#### [Job item]
Please write out the lines word for word, beginning at the first line and stopping after the line that contains "207L204 197L199 194L197", with that line included. Leave the pictures out of your answer.

------ Records to use ------

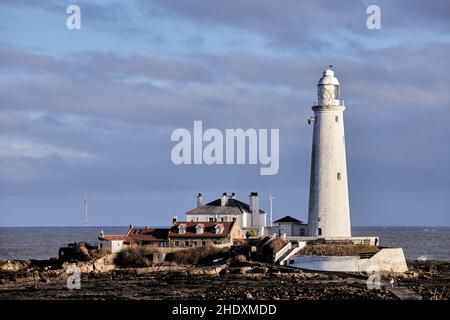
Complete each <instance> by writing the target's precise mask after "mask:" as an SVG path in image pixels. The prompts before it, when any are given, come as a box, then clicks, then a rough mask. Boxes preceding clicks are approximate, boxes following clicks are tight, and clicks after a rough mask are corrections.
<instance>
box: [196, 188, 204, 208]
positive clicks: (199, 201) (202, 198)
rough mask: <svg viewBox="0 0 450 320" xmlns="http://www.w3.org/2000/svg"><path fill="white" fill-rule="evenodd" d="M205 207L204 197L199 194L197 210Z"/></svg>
mask: <svg viewBox="0 0 450 320" xmlns="http://www.w3.org/2000/svg"><path fill="white" fill-rule="evenodd" d="M202 205H203V196H202V194H201V193H200V192H199V193H198V195H197V208H198V207H200V206H202Z"/></svg>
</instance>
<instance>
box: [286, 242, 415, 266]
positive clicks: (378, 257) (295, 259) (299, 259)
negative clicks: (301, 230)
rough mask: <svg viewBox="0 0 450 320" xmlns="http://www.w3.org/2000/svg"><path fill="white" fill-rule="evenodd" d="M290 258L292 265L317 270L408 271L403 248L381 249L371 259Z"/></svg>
mask: <svg viewBox="0 0 450 320" xmlns="http://www.w3.org/2000/svg"><path fill="white" fill-rule="evenodd" d="M289 260H290V261H289V262H288V265H289V266H291V267H295V268H302V269H308V270H317V271H339V272H373V271H387V272H406V271H408V267H407V265H406V260H405V256H404V254H403V249H402V248H384V249H381V250H380V251H379V252H378V253H376V254H375V255H374V256H372V257H371V258H370V259H360V258H359V257H358V256H294V257H292V258H290V259H289Z"/></svg>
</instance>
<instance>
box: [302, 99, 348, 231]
mask: <svg viewBox="0 0 450 320" xmlns="http://www.w3.org/2000/svg"><path fill="white" fill-rule="evenodd" d="M313 110H314V115H315V117H316V118H315V122H314V129H313V145H312V156H311V180H310V193H309V210H308V235H309V236H313V237H315V236H319V234H318V228H320V229H321V231H322V234H321V235H320V236H325V237H350V236H351V230H350V209H349V199H348V182H347V164H346V155H345V134H344V117H343V113H344V110H345V107H344V106H340V105H336V106H315V107H313Z"/></svg>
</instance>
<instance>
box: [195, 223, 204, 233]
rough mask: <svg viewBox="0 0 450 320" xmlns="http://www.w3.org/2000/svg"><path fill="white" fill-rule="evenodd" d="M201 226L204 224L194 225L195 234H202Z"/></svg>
mask: <svg viewBox="0 0 450 320" xmlns="http://www.w3.org/2000/svg"><path fill="white" fill-rule="evenodd" d="M203 227H204V225H202V224H198V225H196V226H195V231H196V233H197V234H203Z"/></svg>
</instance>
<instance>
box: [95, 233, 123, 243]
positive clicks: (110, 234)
mask: <svg viewBox="0 0 450 320" xmlns="http://www.w3.org/2000/svg"><path fill="white" fill-rule="evenodd" d="M98 239H99V240H106V241H111V240H127V235H126V234H105V235H103V236H99V237H98Z"/></svg>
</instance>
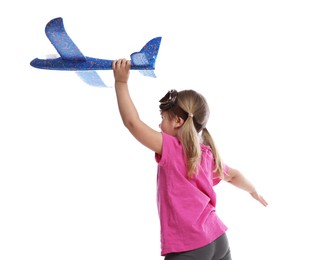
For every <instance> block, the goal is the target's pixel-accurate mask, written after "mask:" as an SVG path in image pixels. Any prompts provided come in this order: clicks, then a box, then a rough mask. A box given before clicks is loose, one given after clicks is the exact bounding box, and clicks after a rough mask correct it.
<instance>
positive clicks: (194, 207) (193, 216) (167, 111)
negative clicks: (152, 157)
mask: <svg viewBox="0 0 335 260" xmlns="http://www.w3.org/2000/svg"><path fill="white" fill-rule="evenodd" d="M112 67H113V71H114V78H115V91H116V97H117V102H118V107H119V111H120V115H121V117H122V120H123V123H124V125H125V127H127V128H128V130H129V131H130V133H131V134H132V135H133V136H134V137H135V138H136V139H137V140H138V141H139V142H141V143H142V144H143V145H144V146H146V147H148V148H149V149H151V150H152V151H153V152H154V153H155V158H156V161H157V163H158V172H157V194H158V196H157V204H158V211H159V217H160V225H161V255H162V256H165V260H186V259H194V260H231V255H230V249H229V244H228V240H227V237H226V233H225V231H226V230H227V227H226V226H225V225H224V224H223V222H222V221H221V220H220V219H219V217H218V216H217V215H216V213H215V205H216V195H215V192H214V190H213V186H214V185H216V184H218V183H219V182H220V180H225V181H228V182H230V183H231V184H233V185H235V186H236V187H238V188H241V189H243V190H245V191H247V192H249V193H250V194H251V196H252V197H253V198H254V199H256V200H258V201H259V202H260V203H261V204H263V205H264V206H266V205H267V202H266V201H265V200H264V199H263V197H262V196H260V195H259V194H258V193H257V191H256V189H255V187H254V186H253V185H252V184H251V183H250V182H249V181H248V180H247V179H246V178H245V177H244V176H243V175H242V174H241V173H240V172H239V171H238V170H236V169H233V168H229V167H228V166H227V165H225V164H223V163H222V161H221V158H220V155H219V153H218V151H217V149H216V147H215V145H214V142H213V139H212V137H211V135H210V134H209V132H208V130H207V129H206V124H207V121H208V117H209V108H208V105H207V102H206V100H205V98H204V97H203V96H202V95H201V94H199V93H197V92H195V91H193V90H184V91H180V92H178V91H176V90H171V91H169V92H168V93H167V94H166V95H165V96H164V97H163V98H162V99H161V100H160V106H159V108H160V110H161V117H162V122H161V124H160V128H161V132H157V131H155V130H153V129H152V128H150V127H149V126H147V125H146V124H145V123H144V122H142V121H141V119H140V117H139V115H138V113H137V110H136V108H135V106H134V104H133V102H132V99H131V97H130V94H129V91H128V78H129V73H130V72H129V71H130V61H129V60H125V59H120V60H116V61H114V62H113V65H112Z"/></svg>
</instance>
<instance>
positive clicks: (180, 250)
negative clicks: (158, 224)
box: [155, 133, 228, 256]
mask: <svg viewBox="0 0 335 260" xmlns="http://www.w3.org/2000/svg"><path fill="white" fill-rule="evenodd" d="M162 135H163V148H162V155H158V154H155V158H156V161H157V163H158V172H157V205H158V213H159V217H160V224H161V255H162V256H164V255H166V254H168V253H172V252H183V251H189V250H193V249H196V248H199V247H202V246H205V245H207V244H209V243H211V242H213V241H214V240H215V239H216V238H218V237H219V236H221V235H222V234H223V233H224V232H225V231H226V230H227V227H226V226H225V225H224V224H223V222H222V221H221V220H220V219H219V217H218V216H217V215H216V212H215V205H216V194H215V192H214V190H213V186H214V185H216V184H217V183H219V182H220V179H219V178H216V177H215V174H214V173H213V169H214V159H213V155H212V152H211V150H210V148H209V147H208V146H205V145H201V150H202V159H201V165H200V167H199V172H198V175H196V177H194V178H193V179H189V178H187V169H186V164H185V160H184V156H183V148H182V144H181V143H180V142H179V140H178V139H177V138H176V137H173V136H170V135H168V134H166V133H162ZM224 171H225V173H227V172H228V167H227V166H225V167H224Z"/></svg>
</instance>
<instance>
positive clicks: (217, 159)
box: [201, 127, 224, 178]
mask: <svg viewBox="0 0 335 260" xmlns="http://www.w3.org/2000/svg"><path fill="white" fill-rule="evenodd" d="M201 138H202V143H203V144H205V145H208V146H209V147H210V148H211V150H212V154H213V157H214V160H215V168H214V172H215V173H216V175H217V177H219V178H223V176H224V174H223V168H222V161H221V157H220V154H219V151H218V149H217V148H216V145H215V143H214V140H213V138H212V136H211V135H210V133H209V132H208V130H207V128H206V127H205V128H204V129H202V134H201Z"/></svg>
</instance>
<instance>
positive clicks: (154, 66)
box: [30, 17, 162, 75]
mask: <svg viewBox="0 0 335 260" xmlns="http://www.w3.org/2000/svg"><path fill="white" fill-rule="evenodd" d="M45 33H46V35H47V37H48V39H49V40H50V42H51V43H52V45H53V46H54V47H55V49H56V50H57V52H58V53H59V55H60V58H56V59H45V60H43V59H38V58H36V59H34V60H32V61H31V62H30V65H31V66H33V67H35V68H39V69H49V70H110V69H112V66H111V65H112V62H113V60H106V59H98V58H91V57H88V56H85V55H83V53H82V52H81V51H80V50H79V48H78V47H77V46H76V45H75V44H74V42H73V41H72V40H71V38H70V37H69V36H68V34H67V33H66V31H65V28H64V24H63V19H62V18H61V17H59V18H55V19H53V20H51V21H50V22H49V23H48V24H47V25H46V28H45ZM161 39H162V38H161V37H156V38H153V39H151V40H150V41H149V42H147V43H146V44H145V46H144V47H143V48H142V49H141V50H140V51H139V52H134V53H132V54H131V55H130V57H131V69H133V70H154V69H155V63H156V58H157V54H158V50H159V47H160V43H161ZM143 74H144V75H154V74H150V73H143Z"/></svg>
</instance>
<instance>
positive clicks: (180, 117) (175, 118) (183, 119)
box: [175, 116, 185, 128]
mask: <svg viewBox="0 0 335 260" xmlns="http://www.w3.org/2000/svg"><path fill="white" fill-rule="evenodd" d="M184 122H185V121H184V119H182V118H181V117H179V116H177V117H176V118H175V127H176V128H180V127H181V126H182V125H183V124H184Z"/></svg>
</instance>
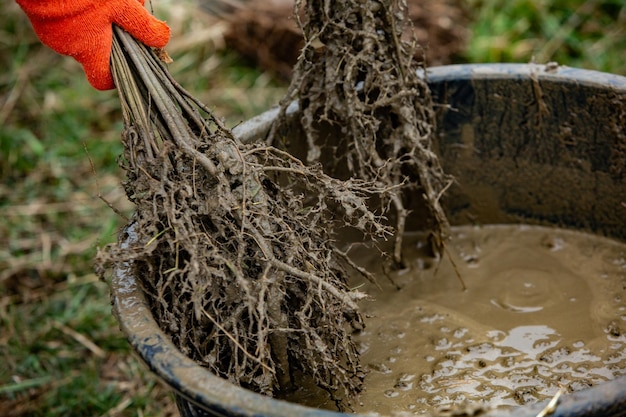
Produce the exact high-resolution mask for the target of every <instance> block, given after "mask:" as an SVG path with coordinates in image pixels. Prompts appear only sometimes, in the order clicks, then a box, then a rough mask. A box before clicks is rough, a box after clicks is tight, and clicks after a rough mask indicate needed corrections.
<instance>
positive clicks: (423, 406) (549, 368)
mask: <svg viewBox="0 0 626 417" xmlns="http://www.w3.org/2000/svg"><path fill="white" fill-rule="evenodd" d="M405 243H406V244H405V249H404V256H405V259H406V260H407V263H408V268H407V269H406V270H403V271H399V272H394V273H393V274H392V275H391V279H392V280H393V282H394V283H395V285H396V286H397V287H400V289H396V288H395V287H394V285H392V284H391V283H390V281H389V280H388V279H386V278H385V277H384V275H383V274H382V271H379V272H381V273H380V274H379V282H380V283H381V284H382V287H383V290H382V291H380V290H378V289H376V288H375V287H373V286H371V285H367V288H366V290H367V292H369V293H370V294H371V295H372V296H373V298H374V299H373V300H371V301H367V302H364V303H363V304H362V308H363V313H364V314H365V315H366V317H367V318H366V325H367V327H366V328H365V330H364V331H363V332H361V334H359V335H357V336H356V341H357V343H358V344H359V345H360V347H361V351H362V363H363V365H364V366H365V367H366V368H367V369H368V371H369V373H368V375H367V377H366V380H365V386H366V389H365V392H364V393H363V394H362V396H361V398H360V403H361V404H358V405H357V406H356V407H355V410H354V411H355V412H357V413H366V412H378V413H381V414H393V413H395V412H408V413H410V414H422V413H426V412H435V411H437V410H445V409H454V408H455V407H458V406H463V404H466V403H471V404H473V406H476V405H478V406H493V407H510V406H516V405H520V404H526V403H530V402H535V401H539V400H544V399H548V398H551V397H552V396H553V395H554V394H555V393H556V392H557V391H558V389H559V387H560V386H563V387H564V388H565V389H567V390H569V391H572V390H579V389H584V388H588V387H590V386H592V385H595V384H598V383H601V382H603V381H606V380H609V379H613V378H615V377H617V376H621V375H624V374H626V291H625V288H626V245H624V244H622V243H619V242H616V241H613V240H609V239H605V238H601V237H598V236H593V235H589V234H584V233H580V232H575V231H566V230H562V229H551V228H542V227H535V226H533V227H530V226H519V225H507V226H485V227H471V226H467V227H459V228H454V229H453V238H452V240H451V241H450V243H449V246H448V251H449V253H450V256H451V258H452V261H453V262H454V264H456V266H457V270H458V272H459V273H460V275H461V276H462V278H463V280H464V281H465V283H466V285H467V290H466V291H463V290H462V287H461V285H460V283H459V280H458V279H457V277H456V274H455V271H454V267H453V265H452V262H451V261H450V259H446V257H444V258H443V260H442V261H441V262H437V261H436V260H434V259H432V258H428V257H427V256H425V255H424V252H425V251H424V250H423V247H424V239H423V236H421V235H408V236H407V238H406V242H405ZM351 253H352V254H354V255H355V257H356V259H360V260H361V263H362V264H363V265H366V266H367V267H369V268H370V269H371V270H376V269H379V270H380V268H381V259H380V256H379V255H378V252H377V251H375V250H371V249H370V250H368V249H364V248H359V249H356V250H352V251H351ZM301 394H304V393H300V394H299V395H301ZM304 397H306V395H304ZM298 400H299V401H302V402H305V403H307V404H309V405H313V404H317V405H319V404H320V402H323V401H322V400H321V399H320V398H319V397H318V398H310V397H309V398H298Z"/></svg>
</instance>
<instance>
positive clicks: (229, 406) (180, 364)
mask: <svg viewBox="0 0 626 417" xmlns="http://www.w3.org/2000/svg"><path fill="white" fill-rule="evenodd" d="M422 75H423V76H425V77H426V79H427V81H428V82H429V83H441V82H446V81H453V80H463V79H465V80H467V79H472V80H475V79H505V78H520V77H525V78H528V77H537V79H538V80H540V81H543V80H544V79H545V80H548V81H554V82H567V83H572V82H573V83H576V84H584V85H590V86H598V87H599V88H607V87H609V88H612V89H614V90H615V91H616V92H618V93H620V94H622V93H626V77H624V76H620V75H616V74H608V73H603V72H598V71H591V70H584V69H577V68H570V67H562V66H559V67H557V68H556V69H554V68H553V67H551V66H546V65H536V64H459V65H446V66H441V67H431V68H429V69H428V70H426V72H425V73H423V74H422ZM297 110H298V106H297V102H294V103H292V105H291V106H290V107H289V109H288V111H287V113H288V114H293V113H295V112H297ZM278 112H279V110H278V109H277V108H274V109H271V110H268V111H266V112H264V113H262V114H260V115H258V116H256V117H253V118H251V119H249V120H247V121H245V122H243V123H241V124H240V125H238V126H237V127H235V128H234V129H233V134H234V135H235V136H237V137H239V138H240V139H241V140H242V141H244V142H246V141H247V142H249V141H251V140H253V139H254V138H259V137H263V136H265V135H267V132H269V130H270V128H271V124H272V122H273V121H274V120H275V118H276V117H277V115H278ZM134 227H135V224H134V223H130V224H129V225H128V226H127V227H126V228H125V230H124V232H123V234H124V238H123V239H121V240H120V246H121V247H122V248H124V247H129V246H130V245H132V244H133V236H134V235H135V233H134ZM108 284H109V286H110V289H111V299H112V304H113V314H114V315H115V317H116V318H117V320H118V323H119V325H120V329H121V330H122V332H123V333H124V335H125V336H126V338H127V339H128V341H129V343H130V345H131V346H132V347H133V349H134V350H135V351H136V352H137V353H138V354H139V356H140V358H141V359H142V360H143V361H144V362H145V363H146V364H147V365H148V367H149V368H150V369H151V370H152V371H153V372H154V373H155V374H156V375H157V376H158V377H159V378H161V379H162V380H163V381H164V382H165V383H167V384H168V385H169V386H170V387H171V388H172V389H173V390H174V391H175V392H176V393H177V394H179V395H181V396H182V397H184V398H185V399H186V400H188V401H189V402H191V403H194V404H196V405H197V406H198V407H199V408H200V409H203V408H206V407H207V406H210V408H211V410H212V413H216V415H228V416H242V417H243V416H250V417H252V416H274V417H295V416H299V417H347V416H357V417H358V416H359V415H356V414H347V413H341V412H336V411H329V410H321V409H315V408H311V407H306V406H302V405H299V404H295V403H290V402H287V401H283V400H278V399H274V398H270V397H267V396H263V395H260V394H257V393H254V392H252V391H249V390H246V389H244V388H241V387H238V386H235V385H233V384H231V383H229V382H228V381H226V380H224V379H222V378H220V377H218V376H216V375H214V374H213V373H211V372H209V371H208V370H207V369H205V368H203V367H201V366H200V365H197V364H196V363H195V362H194V361H193V360H192V359H191V358H189V357H187V356H186V355H185V354H184V353H182V352H181V351H180V350H178V348H176V346H175V345H174V344H173V342H172V341H171V340H170V339H169V337H168V336H167V335H166V334H165V333H164V332H163V331H162V330H161V329H160V327H159V326H158V324H157V323H156V321H155V319H154V318H153V316H152V314H151V311H150V307H149V305H148V302H147V300H146V298H145V295H144V293H143V291H142V289H141V287H140V285H139V283H138V282H137V280H136V279H135V277H134V276H133V275H132V268H131V266H130V265H129V264H128V263H120V264H118V265H116V266H115V267H114V270H113V274H112V276H111V278H110V280H109V282H108ZM548 402H549V400H547V401H543V402H540V403H537V404H533V405H530V406H520V407H517V408H514V409H512V410H491V411H487V412H486V413H484V414H481V415H482V416H485V417H536V416H537V414H538V413H539V412H540V411H541V410H542V409H543V408H544V407H545V406H546V404H547V403H548ZM589 404H593V406H594V409H593V411H594V412H597V413H599V414H598V415H602V416H607V417H611V416H613V417H618V416H626V377H619V378H617V379H614V380H612V381H607V382H605V383H602V384H599V385H598V386H595V387H592V388H589V389H586V390H581V391H576V392H574V393H568V394H567V395H563V396H562V397H561V398H560V400H559V403H558V406H557V408H556V410H555V411H554V412H553V413H551V414H550V415H551V416H554V417H559V416H562V417H577V416H580V417H582V416H589V414H588V413H589V411H590V409H589ZM360 416H363V417H364V415H360Z"/></svg>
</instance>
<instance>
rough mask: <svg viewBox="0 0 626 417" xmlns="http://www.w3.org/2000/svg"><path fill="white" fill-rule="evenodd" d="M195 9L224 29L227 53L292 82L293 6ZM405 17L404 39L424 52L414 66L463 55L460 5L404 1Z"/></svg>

------

#### [Output below]
Complete each <instance> by writing the target's precise mask after "mask:" as an SVG path in image pixels. The prompts before it, when any are given, come as a box, then clicks, then a rough mask. Boxes preceding clicks are approximate, boxes following clicks are tight, and clicks after a rough mask are corrections.
<instance>
box: [196, 188, 204, 208]
positive clicks: (199, 201) (202, 198)
rough mask: <svg viewBox="0 0 450 320" xmlns="http://www.w3.org/2000/svg"><path fill="white" fill-rule="evenodd" d="M205 207L204 197L199 194L197 210Z"/></svg>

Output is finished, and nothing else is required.